## What the task requires
Rewrite the stretch from the line containing "Kindly give the mask of every instance of the red" through the line containing "124L138 124L141 95L137", switching "red tile roof" to "terracotta roof" and leaving everything else in those lines unchanged.

►

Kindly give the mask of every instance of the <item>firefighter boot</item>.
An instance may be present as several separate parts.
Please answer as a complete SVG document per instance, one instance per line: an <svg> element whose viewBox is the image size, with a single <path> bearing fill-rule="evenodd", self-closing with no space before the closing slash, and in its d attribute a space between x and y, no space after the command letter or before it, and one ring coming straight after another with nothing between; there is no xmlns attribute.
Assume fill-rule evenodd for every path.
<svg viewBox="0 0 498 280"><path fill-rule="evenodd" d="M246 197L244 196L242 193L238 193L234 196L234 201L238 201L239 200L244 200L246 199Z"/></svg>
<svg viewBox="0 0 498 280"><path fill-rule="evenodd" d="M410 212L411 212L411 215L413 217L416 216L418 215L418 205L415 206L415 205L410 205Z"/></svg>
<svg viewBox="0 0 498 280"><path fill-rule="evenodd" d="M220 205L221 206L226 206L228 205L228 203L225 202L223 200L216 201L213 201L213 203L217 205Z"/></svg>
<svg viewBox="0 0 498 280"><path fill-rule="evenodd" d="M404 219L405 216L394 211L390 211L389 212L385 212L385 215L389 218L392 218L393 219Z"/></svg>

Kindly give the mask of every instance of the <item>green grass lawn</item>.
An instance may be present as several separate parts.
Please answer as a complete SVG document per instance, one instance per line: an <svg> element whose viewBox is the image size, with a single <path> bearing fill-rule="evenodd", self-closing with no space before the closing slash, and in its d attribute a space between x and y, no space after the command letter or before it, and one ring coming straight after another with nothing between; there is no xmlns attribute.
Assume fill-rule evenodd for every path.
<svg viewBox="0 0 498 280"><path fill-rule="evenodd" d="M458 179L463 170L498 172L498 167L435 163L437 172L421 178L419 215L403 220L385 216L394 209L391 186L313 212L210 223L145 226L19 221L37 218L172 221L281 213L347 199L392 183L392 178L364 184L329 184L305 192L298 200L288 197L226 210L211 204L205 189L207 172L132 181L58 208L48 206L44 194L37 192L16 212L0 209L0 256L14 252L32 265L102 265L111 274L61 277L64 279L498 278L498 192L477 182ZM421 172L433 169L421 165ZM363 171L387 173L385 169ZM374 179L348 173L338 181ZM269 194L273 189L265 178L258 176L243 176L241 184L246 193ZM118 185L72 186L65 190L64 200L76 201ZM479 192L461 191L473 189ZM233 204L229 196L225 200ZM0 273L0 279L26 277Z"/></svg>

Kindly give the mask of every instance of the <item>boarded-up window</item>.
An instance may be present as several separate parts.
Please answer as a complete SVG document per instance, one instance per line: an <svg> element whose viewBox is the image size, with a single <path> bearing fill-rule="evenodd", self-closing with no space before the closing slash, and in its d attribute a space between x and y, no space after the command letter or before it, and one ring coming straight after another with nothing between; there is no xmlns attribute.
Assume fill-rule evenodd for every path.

◄
►

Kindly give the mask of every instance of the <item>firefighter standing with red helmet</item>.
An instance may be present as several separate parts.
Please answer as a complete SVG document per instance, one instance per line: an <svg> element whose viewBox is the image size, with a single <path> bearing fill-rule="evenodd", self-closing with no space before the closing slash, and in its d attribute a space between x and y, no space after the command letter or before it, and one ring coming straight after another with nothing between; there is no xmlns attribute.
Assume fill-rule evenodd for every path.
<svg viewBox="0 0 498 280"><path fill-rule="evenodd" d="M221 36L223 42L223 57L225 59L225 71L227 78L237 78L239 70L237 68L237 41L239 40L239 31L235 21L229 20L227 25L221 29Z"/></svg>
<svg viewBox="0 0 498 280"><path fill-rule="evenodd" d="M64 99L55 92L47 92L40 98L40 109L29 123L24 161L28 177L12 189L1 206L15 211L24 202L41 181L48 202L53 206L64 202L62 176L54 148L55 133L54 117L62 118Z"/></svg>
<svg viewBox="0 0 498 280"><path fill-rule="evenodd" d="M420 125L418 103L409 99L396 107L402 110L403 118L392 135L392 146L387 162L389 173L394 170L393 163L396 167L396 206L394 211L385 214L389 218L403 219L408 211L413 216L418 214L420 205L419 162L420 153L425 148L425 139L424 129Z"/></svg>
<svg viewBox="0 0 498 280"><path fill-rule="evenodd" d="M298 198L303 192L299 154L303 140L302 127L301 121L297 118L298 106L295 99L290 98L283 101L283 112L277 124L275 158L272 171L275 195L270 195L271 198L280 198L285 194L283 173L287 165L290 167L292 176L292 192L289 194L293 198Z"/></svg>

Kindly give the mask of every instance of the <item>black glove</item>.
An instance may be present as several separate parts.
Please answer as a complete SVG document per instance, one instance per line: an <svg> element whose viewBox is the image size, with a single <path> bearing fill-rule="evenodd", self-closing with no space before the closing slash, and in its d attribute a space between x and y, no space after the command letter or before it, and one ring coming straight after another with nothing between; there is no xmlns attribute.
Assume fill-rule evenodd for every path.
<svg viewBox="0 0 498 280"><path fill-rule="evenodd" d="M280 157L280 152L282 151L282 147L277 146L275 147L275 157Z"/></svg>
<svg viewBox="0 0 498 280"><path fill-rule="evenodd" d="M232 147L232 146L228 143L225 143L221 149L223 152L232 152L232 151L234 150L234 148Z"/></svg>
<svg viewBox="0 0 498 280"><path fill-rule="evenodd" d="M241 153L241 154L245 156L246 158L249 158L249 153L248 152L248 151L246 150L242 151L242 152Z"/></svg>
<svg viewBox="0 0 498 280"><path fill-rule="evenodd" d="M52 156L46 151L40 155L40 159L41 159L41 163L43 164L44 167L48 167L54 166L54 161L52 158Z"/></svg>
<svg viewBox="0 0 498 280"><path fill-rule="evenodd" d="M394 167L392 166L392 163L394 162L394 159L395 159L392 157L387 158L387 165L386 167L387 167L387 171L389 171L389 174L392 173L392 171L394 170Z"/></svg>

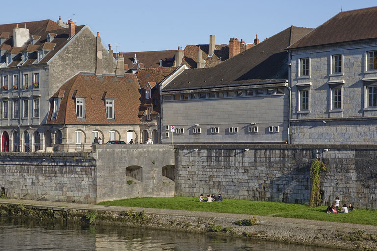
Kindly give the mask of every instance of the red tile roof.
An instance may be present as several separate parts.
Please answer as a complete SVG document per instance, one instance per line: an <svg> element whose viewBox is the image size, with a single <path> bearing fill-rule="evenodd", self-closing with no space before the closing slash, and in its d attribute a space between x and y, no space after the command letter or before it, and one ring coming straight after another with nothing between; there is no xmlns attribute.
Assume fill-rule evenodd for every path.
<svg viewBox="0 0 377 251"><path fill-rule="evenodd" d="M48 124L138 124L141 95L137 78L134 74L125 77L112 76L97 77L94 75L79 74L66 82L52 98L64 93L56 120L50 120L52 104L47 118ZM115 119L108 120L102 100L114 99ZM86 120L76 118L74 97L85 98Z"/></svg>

◄
►

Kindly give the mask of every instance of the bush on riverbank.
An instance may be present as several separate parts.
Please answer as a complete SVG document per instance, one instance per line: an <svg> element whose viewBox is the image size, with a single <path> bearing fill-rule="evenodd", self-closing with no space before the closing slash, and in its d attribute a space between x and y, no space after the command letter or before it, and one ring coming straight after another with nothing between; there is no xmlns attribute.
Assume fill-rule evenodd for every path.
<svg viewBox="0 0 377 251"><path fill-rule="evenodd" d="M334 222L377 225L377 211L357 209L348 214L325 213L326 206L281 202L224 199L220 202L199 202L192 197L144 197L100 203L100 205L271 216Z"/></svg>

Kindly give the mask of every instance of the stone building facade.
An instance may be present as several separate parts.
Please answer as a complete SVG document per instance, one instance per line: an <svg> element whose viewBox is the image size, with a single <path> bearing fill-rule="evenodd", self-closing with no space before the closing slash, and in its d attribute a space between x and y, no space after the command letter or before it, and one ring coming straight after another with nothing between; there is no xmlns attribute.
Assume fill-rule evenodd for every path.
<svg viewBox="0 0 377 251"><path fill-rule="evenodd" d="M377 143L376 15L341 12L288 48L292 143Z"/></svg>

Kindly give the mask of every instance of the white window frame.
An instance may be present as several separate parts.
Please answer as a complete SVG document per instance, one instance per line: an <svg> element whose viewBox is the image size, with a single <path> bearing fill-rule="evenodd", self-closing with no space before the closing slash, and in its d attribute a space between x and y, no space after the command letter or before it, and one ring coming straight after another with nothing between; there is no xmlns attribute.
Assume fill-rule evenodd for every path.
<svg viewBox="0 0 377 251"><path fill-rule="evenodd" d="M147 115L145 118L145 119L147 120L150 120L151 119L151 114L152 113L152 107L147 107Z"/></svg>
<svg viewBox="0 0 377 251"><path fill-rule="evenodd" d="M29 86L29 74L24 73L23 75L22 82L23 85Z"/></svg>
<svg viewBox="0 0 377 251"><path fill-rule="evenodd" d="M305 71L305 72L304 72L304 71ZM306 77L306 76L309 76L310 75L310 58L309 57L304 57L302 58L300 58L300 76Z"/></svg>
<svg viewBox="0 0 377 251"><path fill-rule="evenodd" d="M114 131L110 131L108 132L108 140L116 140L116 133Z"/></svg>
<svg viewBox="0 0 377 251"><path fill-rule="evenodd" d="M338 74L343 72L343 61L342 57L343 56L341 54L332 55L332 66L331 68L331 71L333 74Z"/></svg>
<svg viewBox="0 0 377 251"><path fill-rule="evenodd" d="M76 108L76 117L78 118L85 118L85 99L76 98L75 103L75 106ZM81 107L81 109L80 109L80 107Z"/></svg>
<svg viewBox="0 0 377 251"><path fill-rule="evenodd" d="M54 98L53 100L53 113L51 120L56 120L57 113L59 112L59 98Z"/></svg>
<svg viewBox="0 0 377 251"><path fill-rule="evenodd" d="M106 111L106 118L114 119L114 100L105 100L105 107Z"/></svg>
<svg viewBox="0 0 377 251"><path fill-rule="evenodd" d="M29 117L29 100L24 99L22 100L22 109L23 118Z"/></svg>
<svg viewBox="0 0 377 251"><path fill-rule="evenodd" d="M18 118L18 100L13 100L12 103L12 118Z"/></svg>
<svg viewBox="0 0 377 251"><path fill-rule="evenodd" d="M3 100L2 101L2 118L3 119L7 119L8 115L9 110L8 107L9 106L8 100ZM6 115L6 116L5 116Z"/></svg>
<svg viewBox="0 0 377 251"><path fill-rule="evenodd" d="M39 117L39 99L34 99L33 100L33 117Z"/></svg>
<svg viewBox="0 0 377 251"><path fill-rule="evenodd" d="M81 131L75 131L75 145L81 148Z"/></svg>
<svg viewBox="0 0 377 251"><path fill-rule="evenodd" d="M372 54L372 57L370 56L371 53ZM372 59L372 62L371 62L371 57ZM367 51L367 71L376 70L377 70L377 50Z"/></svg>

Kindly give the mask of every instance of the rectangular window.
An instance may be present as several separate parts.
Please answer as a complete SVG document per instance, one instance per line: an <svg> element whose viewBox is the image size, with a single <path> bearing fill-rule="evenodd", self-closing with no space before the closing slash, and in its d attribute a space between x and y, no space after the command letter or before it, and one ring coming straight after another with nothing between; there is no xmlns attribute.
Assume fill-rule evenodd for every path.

◄

## Solution for this problem
Kindly give the mask of every instance of the terracotta roof.
An instance may be present as several separate parts.
Please answer as a complete SVG document per instance, one instance per line: an <svg> element whose viewBox is the image size, with a single <path> bearing fill-rule="evenodd", self-closing with no space before the closing slash, and in its d attribute a space between x and y, no space after the command letter or before it, and one ring coming straight after another with nothing between; there is no xmlns attribute.
Assume fill-rule evenodd for every path.
<svg viewBox="0 0 377 251"><path fill-rule="evenodd" d="M48 124L138 124L141 95L137 78L134 74L125 77L112 76L97 77L94 75L79 74L66 82L52 98L64 93L56 120L50 120L52 104L47 118ZM115 119L108 120L102 100L114 99ZM86 120L76 118L74 97L85 98Z"/></svg>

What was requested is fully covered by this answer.